Page:
————————
Family Guy, Friend or Foe? Essay

Custom Student Mr. Teacher ENG 1001-04 29 December 2016

Family Guy, Friend or Foe?

Family Guy and Freud: Jokes and Their Relation to the Unconscious In Antonia Peacocke article “Family Guy and Freud: Jokes and Their Relation to the Unconscious,” she discuses the show created by Seth MacFarlane, stating how she loves the show and how she can even recite several episodes by heart. However, when she first started watching the show she did not care for the type of humor that was expressed. Peacocke goes onto explains that she is not the only one who has these same feelings on how the show is bigoted and crude (Peacocke). Evidence to this was when the show was cancelled not only once, but also twice, in 2000 and 2002. Soon after the show was band, complaints from so many viewers to Fox Television Network, the producers were forced to start airing the show again (Peacocke).

However, as she continued to watch the television program, she noticed that there was more than just racist, sexist, and bestiality jokes to be taken from the show (Peacocke). She even goes on to state how she gave the show a second chance and realized that it actually had a purpose and portrayed the stereotypes many people use today. Family Guy is one of the most disgusting, cruel and racist shows I have ever laid my eyes on, that is what I first thought after watching the TV show, Family Guy, for the first time, now that I look back on it, it is simply not true. If you look into the show more deeply and get what Seth McFarland, creator of Family Guy, is trying to portray you realize there is a lot more to it. I took the same view of the show as Peacocke, at first I did not like it, but I was forced by my family and friends to watch it. After watching several episodes, I stepped back and took a deeper look at the racist and sexist jokes said on the show, and I realized there was more to learn and see then just getting a chuckle out of the cruel jokes.

Family Guy can be one of the most sexist and demeaning television programs out there but if you take a step back and look at what Seth MacFarlane is trying to get at, from the women of the 1950’s to the censorships of the FCC, you can learn the true meaning of Family Guy. Anyone who has ever watched an episode of Family Guy will agree that the show is very offence and often time sexist, but most people do not really get the true meaning of the show and how it relates to the stereotypes in our day to day lives. In one occasion in Peacocke essay “Family Guy and Freud: Jokes and Their Relation to the Unconscious,” she states that in an episode “I am Peter, Here me Roar,” there is a scene of an old 1950’s work place where a business man is talking about how women are very insecure about their appearance().
————————
Set problem 1: Pull out every line of the records that contains the word "rear".

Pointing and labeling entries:
————————
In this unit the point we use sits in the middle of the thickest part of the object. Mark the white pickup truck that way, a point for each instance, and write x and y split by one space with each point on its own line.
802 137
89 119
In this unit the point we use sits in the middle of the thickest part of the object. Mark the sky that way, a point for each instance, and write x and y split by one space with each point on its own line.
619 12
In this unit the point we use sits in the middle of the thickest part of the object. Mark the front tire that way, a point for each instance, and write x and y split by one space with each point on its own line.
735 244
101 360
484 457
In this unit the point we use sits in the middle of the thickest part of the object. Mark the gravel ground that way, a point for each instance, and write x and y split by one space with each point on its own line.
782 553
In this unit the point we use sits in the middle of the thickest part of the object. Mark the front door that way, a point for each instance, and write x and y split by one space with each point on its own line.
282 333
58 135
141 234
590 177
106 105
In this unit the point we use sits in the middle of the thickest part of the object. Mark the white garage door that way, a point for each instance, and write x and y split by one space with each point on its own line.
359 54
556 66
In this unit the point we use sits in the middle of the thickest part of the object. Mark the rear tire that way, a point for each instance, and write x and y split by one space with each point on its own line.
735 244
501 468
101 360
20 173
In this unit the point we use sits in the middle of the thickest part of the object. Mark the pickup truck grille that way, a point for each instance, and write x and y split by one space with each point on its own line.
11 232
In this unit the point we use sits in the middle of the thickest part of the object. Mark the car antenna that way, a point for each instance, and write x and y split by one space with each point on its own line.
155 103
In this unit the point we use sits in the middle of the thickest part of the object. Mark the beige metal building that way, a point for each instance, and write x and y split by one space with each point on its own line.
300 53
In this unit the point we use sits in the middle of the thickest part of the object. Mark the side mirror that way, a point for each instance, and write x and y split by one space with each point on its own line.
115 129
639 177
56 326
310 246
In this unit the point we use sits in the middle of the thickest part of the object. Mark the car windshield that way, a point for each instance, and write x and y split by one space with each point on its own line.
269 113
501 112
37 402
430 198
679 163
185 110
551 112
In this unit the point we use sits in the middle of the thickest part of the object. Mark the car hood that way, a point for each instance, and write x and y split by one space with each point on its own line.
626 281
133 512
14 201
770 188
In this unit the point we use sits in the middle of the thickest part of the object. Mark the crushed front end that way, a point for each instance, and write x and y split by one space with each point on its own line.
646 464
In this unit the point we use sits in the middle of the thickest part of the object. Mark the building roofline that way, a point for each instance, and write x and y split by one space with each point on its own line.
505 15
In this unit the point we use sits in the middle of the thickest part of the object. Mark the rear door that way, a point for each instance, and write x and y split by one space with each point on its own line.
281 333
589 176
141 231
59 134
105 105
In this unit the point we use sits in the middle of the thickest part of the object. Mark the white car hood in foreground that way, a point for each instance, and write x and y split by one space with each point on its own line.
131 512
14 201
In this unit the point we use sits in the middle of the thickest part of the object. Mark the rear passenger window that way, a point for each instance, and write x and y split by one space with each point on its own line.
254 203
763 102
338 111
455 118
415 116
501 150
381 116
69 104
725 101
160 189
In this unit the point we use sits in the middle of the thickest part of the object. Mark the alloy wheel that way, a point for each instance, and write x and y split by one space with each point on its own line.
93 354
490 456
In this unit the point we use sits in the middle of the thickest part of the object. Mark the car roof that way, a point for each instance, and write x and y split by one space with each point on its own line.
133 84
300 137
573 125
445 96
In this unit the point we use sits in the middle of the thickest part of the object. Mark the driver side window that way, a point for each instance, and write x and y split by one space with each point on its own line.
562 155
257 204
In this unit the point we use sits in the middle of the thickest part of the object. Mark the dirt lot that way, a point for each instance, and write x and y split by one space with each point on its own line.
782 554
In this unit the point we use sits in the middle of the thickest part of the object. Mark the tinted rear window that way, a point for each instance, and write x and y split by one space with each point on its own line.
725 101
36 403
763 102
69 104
————————
Set problem 2: According to the essay, in which years was the show canceled?

Task answer 1:
In this unit the point we use sits in the middle of the thickest part of the object. Mark the rear tire that way, a point for each instance, and write x and y split by one space with each point on its own line.
In this unit the point we use sits in the middle of the thickest part of the object. Mark the rear door that way, a point for each instance, and write x and y split by one space with each point on its own line.
In this unit the point we use sits in the middle of the thickest part of the object. Mark the rear passenger window that way, a point for each instance, and write x and y split by one space with each point on its own line.
In this unit the point we use sits in the middle of the thickest part of the object. Mark the tinted rear window that way, a point for each instance, and write x and y split by one space with each point on its own line.

Task answer 2: 2000 and 2002.